* [Work required]
Please print every record below exactly as it appears.

* [Rows]
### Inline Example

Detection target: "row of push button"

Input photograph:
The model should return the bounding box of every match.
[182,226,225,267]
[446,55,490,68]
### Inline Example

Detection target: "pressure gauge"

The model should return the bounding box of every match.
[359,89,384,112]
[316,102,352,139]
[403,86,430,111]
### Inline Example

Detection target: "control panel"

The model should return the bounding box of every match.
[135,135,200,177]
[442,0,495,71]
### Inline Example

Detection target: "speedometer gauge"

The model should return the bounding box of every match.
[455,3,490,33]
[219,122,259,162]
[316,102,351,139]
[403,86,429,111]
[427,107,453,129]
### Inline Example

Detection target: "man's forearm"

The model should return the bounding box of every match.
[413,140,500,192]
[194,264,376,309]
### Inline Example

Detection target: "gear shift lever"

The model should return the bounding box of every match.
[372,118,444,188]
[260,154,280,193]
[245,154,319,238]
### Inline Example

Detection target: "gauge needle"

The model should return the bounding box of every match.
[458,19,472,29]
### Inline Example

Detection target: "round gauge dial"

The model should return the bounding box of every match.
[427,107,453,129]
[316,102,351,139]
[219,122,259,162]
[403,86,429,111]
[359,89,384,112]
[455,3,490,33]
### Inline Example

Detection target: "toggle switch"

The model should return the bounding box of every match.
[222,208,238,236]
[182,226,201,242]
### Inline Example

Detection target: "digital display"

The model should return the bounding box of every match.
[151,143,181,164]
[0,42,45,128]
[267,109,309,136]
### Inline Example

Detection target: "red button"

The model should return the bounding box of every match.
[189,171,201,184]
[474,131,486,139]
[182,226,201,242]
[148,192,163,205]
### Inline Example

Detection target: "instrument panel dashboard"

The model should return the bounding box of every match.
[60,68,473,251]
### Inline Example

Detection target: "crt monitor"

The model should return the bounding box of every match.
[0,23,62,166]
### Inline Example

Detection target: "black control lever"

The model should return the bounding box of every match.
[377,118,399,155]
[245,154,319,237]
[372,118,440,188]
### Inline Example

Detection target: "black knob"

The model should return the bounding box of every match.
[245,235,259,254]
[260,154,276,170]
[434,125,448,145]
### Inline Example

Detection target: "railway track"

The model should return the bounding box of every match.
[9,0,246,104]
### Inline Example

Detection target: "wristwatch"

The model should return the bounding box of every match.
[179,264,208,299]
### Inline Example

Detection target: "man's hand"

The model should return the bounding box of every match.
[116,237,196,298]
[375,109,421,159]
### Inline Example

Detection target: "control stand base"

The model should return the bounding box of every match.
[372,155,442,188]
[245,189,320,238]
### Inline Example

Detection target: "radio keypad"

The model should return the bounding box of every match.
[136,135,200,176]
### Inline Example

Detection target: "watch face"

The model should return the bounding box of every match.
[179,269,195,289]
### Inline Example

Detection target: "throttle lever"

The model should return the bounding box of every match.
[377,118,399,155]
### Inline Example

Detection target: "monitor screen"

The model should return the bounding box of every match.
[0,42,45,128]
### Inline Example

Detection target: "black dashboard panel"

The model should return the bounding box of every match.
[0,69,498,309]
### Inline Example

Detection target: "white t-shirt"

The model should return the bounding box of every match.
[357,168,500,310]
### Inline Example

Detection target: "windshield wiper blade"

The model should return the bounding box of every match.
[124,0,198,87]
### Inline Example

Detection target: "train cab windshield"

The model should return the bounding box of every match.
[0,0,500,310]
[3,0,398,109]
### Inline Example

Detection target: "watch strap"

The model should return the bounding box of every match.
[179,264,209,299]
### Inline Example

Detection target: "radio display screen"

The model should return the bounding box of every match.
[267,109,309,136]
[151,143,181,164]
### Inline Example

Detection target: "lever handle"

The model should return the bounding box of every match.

* [Output for this exercise]
### Inline Example

Detection target: "row of push button"

Input photograph:
The model should return the bounding box of every match.
[182,226,225,267]
[446,55,490,68]
### Inline Example

Detection target: "pressure gauge"

The model should return the bounding box of every match.
[359,89,384,112]
[316,102,352,139]
[403,86,430,111]
### Inline Example

Detection target: "control panel"

The model should return the bounding box of every match.
[135,135,200,177]
[442,0,495,71]
### Inline Example

Detection target: "speedometer gauge"

The model should return the bounding box of every match.
[455,3,490,33]
[219,122,259,162]
[316,102,351,139]
[403,86,429,111]
[427,107,453,129]
### Inline Example

Detection target: "man's forearm"

The model should return the bounding box of every match.
[413,140,500,192]
[194,264,376,309]
### Inline Example

Detection target: "gear shift lever"

The model should return the bounding box of every match.
[372,118,444,188]
[260,154,280,193]
[245,154,319,238]
### Inline Example

Detection target: "gauge needle"

The model should return the bounding box of every match.
[458,19,472,29]
### Inline Example

Detection target: "round gauge dial"

The model should return the bounding box of every match.
[427,107,453,129]
[316,102,351,139]
[219,122,259,162]
[403,86,429,111]
[359,89,384,112]
[455,3,490,33]
### Inline Example

Detection target: "toggle switch"

The model should return the bounding box of every match.
[222,208,238,236]
[182,226,201,242]
### Inline Example

Detection target: "digital display"

The model should return the bounding box of every match.
[151,143,181,164]
[0,42,45,128]
[267,109,309,136]
### Inline Example

Detection target: "red button"

The model should return the bounding box of every match.
[189,171,201,184]
[474,131,486,139]
[182,226,201,242]
[148,192,163,205]
### Inline Example

Detection target: "instrument panel dashboard"

The model should return the bounding box of every match.
[60,68,473,251]
### Inline Example

Detection target: "crt monitor"

The model should return the bounding box of every match.
[0,23,62,166]
### Inline Example

Detection target: "black control lever"

The model should return the bounding box of every match.
[377,118,399,155]
[245,154,319,237]
[372,118,440,188]
### Inline Example

Detection target: "black knob"

The model should return the bounding box of every match.
[245,235,259,254]
[260,154,276,170]
[434,125,448,145]
### Inline Example

Detection target: "railway track"

The model should return the bounding box of every match.
[9,0,246,104]
### Inline Example

Detection target: "wristwatch"

The model should return the bounding box of every match.
[179,264,208,299]
### Inline Example

Detection target: "man's hand"

The model should return the bounding box of every match.
[116,237,196,298]
[375,109,421,159]
### Inline Example

Detection target: "control stand base"

The model should return the bounding box of every match.
[372,155,442,188]
[245,189,320,238]
### Inline Example

Detection target: "radio keypad"

The model should return the bounding box of every match.
[136,135,200,176]
### Inline Example

Detection target: "watch face"

The model should return the bounding box of every match.
[179,269,195,289]
### Inline Example

Detection target: "throttle lever"

The model should return the bounding box of every match.
[377,118,399,155]
### Inline Example

Detection target: "monitor screen"

The model should return the bounding box of every match.
[0,42,45,128]
### Inline Example

Detection target: "black dashboard panel"

The model should return the bounding box of every match.
[0,69,498,309]
### Inline Example

Detection target: "white t-shirt"

The model should return the bounding box of every match.
[357,168,500,310]
### Inline Example

Detection target: "windshield wiper blade"

The model should return the bounding box of every match.
[124,0,198,87]
### Inline Example

Detection target: "train cab windshield"

The model should return the bounding box of every match.
[0,0,500,310]
[3,0,398,109]
### Inline Example

Detection target: "watch strap"

The model should return the bounding box of every match.
[179,264,209,299]
### Inline Example

Detection target: "radio display screen"

The model should return the bounding box of every match.
[267,109,309,136]
[151,143,181,164]
### Inline Example

Detection target: "lever handle"

The model should return the bounding box of every match.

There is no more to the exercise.